С другой стороны, невзирая на все, что можно было сказать о либеральном капитализме свободной конкуренции XIX и XX вв., монополия не утратила в нем своих прав. Она только приняла иную форму, целый ряд иных форм — от трестов и холдингов до знаменитых американских транснациональных корпораций [ТНК], которые за 60-е годы утроили число своих филиалов за границей. В 1973 г. 187 из них, обосновавшиеся по меньшей мере в пяти зарубежных странах [каждая], осуществляли «не только три четверти американских капиталовложений за границей, но также и половину экспорта США и треть всех продаж готовых изделий на американском рынке». На протяжении нескольких лет эти корпорации, обвинявшиеся в том, что, создавая промышленные производства за границей, они лишают рабочих мест трудящихся своей страны, способствуют дефициту платежного баланса и играют разрушительную роль в международной валютной спекуляции, в том числе и против доллара, были объектом расследований американского сената, но ныне они отнюдь не чувствуют себя от этого хуже. Они тоже «играют на любом столе»: конечно, на промышленном (инвестируя капиталы в странах с низкой заработной платой); непременно на финансовом, принимая во внимание вес краткосрочных свободных капиталов, какими они располагают («более чем вдвое превышающих резервы центральных банков и международных финансовых учреждений», так что движения 2 % их ликвидных средств может оказаться достаточно, чтобы вызвать где угодно острый денежный кризис, — и это по мнению самой комиссии американского сената); но также и на торговом: в 1971 г. в защиту ТНК утверждалось, что на них приходится 62 % экспорта Соединенных Штатов, в то время как они обеспечивали только 34 % их производства6.

» **ПРЕДСТАВЛЕННЫЕ ЗАПИСИ**
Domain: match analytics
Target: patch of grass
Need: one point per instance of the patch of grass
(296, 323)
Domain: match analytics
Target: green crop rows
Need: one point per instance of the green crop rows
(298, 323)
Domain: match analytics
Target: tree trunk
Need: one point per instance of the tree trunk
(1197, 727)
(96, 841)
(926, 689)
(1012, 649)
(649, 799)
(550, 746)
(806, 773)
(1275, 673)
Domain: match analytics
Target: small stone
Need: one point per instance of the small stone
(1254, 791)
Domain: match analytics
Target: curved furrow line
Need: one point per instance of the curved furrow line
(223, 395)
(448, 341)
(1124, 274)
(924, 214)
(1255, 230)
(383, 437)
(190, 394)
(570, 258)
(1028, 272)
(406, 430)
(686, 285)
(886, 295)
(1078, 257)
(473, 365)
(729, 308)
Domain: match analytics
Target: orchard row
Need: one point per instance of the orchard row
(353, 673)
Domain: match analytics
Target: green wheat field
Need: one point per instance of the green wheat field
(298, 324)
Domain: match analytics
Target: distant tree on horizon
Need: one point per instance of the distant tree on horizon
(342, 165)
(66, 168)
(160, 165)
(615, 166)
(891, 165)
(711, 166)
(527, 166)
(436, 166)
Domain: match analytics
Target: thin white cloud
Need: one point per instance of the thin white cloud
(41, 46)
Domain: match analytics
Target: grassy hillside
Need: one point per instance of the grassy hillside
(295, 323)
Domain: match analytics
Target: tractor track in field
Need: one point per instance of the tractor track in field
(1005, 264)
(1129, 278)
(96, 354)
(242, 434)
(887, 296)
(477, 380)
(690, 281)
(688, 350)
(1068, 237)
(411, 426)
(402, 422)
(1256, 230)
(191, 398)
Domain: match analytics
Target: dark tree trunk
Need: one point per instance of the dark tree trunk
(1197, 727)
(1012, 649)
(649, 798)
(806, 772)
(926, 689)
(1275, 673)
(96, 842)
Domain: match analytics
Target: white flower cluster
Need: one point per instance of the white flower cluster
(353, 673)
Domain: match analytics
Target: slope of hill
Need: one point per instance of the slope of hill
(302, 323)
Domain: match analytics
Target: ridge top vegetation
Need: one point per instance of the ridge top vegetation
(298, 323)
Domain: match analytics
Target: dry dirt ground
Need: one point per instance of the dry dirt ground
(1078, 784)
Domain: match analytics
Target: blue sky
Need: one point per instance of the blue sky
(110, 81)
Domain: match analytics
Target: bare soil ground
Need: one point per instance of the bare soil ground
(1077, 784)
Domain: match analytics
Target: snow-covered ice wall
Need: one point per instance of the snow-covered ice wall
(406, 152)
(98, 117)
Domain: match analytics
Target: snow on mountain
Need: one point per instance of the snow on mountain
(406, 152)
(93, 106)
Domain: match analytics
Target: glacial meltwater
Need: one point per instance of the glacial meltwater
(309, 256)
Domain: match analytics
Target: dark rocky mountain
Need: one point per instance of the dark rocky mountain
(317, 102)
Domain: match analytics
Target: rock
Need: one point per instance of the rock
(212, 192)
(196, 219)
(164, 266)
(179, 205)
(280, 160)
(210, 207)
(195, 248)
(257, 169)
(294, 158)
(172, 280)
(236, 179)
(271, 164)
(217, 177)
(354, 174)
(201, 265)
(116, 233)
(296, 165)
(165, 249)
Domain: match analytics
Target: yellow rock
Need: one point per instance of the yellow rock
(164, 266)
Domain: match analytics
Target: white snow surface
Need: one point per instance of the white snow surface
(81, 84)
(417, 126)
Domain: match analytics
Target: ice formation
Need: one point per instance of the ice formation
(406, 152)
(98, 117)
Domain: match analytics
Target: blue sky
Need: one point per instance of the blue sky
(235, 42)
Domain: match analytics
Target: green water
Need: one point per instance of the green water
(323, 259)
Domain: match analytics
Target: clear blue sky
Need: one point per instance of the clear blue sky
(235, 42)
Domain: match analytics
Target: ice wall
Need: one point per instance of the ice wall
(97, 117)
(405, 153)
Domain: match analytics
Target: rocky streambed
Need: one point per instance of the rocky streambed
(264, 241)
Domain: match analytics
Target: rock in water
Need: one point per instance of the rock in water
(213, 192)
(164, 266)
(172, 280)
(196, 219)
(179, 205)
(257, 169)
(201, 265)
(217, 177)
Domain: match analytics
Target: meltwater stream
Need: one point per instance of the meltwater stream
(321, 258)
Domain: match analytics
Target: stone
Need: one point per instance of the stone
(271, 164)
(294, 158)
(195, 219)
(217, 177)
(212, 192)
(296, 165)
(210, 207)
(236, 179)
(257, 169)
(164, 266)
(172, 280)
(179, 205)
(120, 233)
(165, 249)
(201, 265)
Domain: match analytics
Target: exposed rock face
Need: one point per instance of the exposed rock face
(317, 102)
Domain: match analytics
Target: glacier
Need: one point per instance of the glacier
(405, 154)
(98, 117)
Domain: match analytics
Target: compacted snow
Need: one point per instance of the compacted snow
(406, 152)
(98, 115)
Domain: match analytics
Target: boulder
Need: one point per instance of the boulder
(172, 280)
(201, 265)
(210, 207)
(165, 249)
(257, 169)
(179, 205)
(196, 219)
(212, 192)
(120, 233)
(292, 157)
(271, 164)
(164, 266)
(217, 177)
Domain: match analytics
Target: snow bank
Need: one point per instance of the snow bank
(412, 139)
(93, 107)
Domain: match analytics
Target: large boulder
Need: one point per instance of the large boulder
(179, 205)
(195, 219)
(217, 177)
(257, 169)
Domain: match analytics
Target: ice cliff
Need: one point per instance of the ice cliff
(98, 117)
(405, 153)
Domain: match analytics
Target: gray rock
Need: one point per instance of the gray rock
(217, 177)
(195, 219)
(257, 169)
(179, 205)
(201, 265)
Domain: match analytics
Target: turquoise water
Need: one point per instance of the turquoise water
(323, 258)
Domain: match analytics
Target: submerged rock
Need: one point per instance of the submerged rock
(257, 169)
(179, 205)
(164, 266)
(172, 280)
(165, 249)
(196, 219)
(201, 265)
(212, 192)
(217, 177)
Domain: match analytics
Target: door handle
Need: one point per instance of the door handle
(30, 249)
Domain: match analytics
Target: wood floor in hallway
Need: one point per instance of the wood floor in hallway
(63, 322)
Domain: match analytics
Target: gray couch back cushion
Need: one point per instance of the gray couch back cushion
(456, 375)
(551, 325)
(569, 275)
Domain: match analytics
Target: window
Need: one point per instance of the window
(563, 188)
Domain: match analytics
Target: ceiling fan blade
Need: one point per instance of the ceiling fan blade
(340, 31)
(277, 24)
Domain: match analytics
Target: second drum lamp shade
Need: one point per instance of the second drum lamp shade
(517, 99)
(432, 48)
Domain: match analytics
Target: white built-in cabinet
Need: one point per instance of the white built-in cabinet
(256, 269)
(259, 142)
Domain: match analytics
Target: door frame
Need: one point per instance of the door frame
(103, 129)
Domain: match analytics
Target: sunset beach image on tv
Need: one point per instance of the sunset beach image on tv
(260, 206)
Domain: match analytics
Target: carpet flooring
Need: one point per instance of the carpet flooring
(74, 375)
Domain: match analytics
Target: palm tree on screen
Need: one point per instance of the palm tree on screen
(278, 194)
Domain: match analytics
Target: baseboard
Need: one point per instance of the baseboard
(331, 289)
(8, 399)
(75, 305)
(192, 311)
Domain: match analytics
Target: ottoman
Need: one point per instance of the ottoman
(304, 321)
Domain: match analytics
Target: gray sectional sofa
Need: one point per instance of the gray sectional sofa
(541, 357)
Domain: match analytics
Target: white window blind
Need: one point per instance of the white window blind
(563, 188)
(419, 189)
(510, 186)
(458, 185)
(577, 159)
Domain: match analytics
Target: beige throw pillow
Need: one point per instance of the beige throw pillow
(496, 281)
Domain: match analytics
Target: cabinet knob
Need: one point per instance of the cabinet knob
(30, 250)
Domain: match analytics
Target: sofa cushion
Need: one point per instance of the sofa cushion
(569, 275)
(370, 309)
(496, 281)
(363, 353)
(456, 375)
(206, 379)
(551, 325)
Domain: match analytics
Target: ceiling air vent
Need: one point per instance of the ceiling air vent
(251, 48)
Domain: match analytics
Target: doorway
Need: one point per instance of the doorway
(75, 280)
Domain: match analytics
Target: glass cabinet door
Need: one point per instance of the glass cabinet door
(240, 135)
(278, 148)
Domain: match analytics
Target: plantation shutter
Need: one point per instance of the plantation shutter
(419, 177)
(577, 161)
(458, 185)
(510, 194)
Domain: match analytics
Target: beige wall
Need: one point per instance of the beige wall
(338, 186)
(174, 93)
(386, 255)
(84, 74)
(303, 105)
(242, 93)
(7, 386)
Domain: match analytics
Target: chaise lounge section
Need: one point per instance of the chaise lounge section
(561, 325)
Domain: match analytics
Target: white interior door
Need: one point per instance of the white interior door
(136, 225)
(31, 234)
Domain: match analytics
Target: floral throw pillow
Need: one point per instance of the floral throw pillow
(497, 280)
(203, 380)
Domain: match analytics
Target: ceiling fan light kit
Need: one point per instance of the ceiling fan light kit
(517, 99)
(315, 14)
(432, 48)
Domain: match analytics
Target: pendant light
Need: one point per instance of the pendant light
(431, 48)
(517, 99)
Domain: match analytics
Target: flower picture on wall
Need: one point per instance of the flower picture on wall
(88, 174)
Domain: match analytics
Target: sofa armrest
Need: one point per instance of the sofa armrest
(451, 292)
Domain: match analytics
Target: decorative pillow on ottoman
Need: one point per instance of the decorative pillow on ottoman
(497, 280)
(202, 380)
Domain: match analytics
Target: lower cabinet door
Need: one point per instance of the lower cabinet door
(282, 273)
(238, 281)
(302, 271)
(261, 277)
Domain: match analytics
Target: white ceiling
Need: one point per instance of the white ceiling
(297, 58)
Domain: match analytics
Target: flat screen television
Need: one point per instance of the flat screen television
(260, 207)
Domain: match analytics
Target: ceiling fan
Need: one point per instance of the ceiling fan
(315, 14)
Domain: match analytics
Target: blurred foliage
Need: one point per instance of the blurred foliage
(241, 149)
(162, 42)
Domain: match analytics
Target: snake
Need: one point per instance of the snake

» **ЗАДАНИЕ**
Какая доля экспорта Соединенных Штатов, согласно тексту о транснациональных корпорациях, приходилась на эти корпорации по утверждениям 1971 г.?

» **ПОЛНЫЙ ОТВЕТ**
62 % экспорта Соединенных Штатов.